* Records supplied:
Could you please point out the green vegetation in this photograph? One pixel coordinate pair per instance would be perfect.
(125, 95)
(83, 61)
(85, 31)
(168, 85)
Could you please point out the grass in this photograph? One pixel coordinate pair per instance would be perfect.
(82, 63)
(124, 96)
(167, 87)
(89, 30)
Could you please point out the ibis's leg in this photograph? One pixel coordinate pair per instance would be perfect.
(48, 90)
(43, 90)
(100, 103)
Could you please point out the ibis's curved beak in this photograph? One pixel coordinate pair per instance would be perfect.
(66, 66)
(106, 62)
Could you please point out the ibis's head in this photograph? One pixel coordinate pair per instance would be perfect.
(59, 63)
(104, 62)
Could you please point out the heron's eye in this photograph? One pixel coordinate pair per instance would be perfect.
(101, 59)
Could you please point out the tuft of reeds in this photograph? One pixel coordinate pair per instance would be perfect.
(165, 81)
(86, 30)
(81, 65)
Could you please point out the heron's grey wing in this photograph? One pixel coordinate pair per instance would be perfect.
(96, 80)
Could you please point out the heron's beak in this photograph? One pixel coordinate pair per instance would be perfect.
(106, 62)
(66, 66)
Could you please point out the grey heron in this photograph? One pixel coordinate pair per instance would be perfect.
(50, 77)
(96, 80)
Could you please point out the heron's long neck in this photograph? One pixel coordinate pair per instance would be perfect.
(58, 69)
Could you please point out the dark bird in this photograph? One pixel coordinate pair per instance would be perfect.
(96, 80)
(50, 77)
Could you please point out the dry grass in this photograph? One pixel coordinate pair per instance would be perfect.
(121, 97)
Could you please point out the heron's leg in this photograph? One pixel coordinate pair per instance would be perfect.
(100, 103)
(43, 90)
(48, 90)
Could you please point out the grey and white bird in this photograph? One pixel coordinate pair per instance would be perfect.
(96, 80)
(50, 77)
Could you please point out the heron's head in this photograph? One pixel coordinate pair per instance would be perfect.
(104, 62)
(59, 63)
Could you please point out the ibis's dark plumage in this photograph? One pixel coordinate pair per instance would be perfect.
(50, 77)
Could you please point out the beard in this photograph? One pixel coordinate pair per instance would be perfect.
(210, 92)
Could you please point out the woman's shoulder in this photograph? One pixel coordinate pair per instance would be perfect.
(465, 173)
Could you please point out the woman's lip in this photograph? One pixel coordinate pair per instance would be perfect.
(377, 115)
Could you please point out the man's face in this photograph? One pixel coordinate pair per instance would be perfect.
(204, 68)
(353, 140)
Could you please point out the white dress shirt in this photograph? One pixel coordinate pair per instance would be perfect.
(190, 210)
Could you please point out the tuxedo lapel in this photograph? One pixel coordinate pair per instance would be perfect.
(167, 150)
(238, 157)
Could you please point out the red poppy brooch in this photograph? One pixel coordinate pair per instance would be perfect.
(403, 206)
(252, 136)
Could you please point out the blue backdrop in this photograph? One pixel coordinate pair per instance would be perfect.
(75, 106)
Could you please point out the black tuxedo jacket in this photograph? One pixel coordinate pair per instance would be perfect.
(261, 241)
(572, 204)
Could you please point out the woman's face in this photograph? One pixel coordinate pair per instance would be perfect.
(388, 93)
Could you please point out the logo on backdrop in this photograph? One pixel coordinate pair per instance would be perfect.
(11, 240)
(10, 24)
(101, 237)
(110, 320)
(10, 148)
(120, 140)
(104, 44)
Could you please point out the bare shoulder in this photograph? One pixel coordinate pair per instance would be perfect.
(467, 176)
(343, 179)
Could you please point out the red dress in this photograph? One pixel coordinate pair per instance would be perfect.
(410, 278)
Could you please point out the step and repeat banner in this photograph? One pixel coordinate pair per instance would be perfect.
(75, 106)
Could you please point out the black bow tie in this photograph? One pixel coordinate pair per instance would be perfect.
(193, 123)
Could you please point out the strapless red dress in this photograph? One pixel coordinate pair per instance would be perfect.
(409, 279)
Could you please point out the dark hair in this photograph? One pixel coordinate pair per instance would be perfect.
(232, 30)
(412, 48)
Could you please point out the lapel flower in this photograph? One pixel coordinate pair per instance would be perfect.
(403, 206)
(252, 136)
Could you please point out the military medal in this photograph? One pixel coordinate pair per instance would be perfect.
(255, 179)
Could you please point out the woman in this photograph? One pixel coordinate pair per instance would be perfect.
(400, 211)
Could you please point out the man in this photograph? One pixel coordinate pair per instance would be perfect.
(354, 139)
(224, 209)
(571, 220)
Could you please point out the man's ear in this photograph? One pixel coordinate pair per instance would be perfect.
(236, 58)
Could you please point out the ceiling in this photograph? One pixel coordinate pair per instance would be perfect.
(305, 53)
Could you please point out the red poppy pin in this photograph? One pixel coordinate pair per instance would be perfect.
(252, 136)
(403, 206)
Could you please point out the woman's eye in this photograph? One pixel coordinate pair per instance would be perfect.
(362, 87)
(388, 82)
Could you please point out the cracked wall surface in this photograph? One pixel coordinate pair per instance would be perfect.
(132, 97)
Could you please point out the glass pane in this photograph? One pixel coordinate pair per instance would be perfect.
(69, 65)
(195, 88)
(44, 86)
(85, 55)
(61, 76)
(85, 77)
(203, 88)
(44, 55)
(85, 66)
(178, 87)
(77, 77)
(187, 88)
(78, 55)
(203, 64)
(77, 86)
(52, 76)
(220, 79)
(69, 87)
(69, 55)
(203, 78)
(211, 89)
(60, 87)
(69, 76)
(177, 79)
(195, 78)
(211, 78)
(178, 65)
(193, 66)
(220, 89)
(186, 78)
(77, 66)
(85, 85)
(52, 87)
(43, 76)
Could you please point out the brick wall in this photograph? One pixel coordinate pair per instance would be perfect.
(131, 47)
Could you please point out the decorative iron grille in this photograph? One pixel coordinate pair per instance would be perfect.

* What you should do: Quote only the lines from the line containing "Could you please point out the military" through the end of the listing, please, keeping both the first and the last line.

* The answer:
Could you please point out the military medal in this photograph? One pixel coordinate pair per instance would be perfect.
(255, 179)
Could you please point out the woman in this photograph? One pixel coordinate pair per instance would be perfect.
(400, 211)
Could you please point out the man in this photograph? One pixel coordinate pair per instance would be perfect.
(354, 139)
(224, 209)
(571, 220)
Could you please point out the man's ear in this photograph? One pixel coordinate pair per instance would be perfect.
(236, 58)
Could you please point out the ceiling in this photograph? One pixel coordinate pair per instance would be perfect.
(305, 53)
Could you please point out the red poppy pin in this photograph? One pixel coordinate pair per instance would be perfect.
(252, 136)
(403, 206)
Could you please point out the woman's eye in this photograph? One pixel coordinate pair per instance would be perfect.
(362, 87)
(388, 82)
Could you please point out the cracked wall surface in this photograph? One pixel coordinate pair per instance would be perfect.
(132, 97)
Could you please point out the glass pane in this photograph? One pixel coordinate pair per instance would be perfect.
(69, 65)
(195, 88)
(44, 86)
(85, 55)
(61, 76)
(85, 77)
(203, 88)
(44, 55)
(85, 66)
(178, 87)
(77, 77)
(187, 88)
(78, 55)
(203, 64)
(77, 86)
(52, 76)
(220, 79)
(69, 87)
(69, 55)
(203, 78)
(211, 89)
(60, 87)
(69, 76)
(177, 79)
(195, 78)
(211, 78)
(178, 65)
(193, 66)
(220, 89)
(186, 78)
(77, 66)
(85, 85)
(52, 87)
(43, 76)
Could you please point out the brick wall in this photograph? One pixel coordinate pair per instance would be perfect.
(131, 47)
Could you please point out the decorative iron grille in this photograph? One pixel coordinate pair per instance would be perfect.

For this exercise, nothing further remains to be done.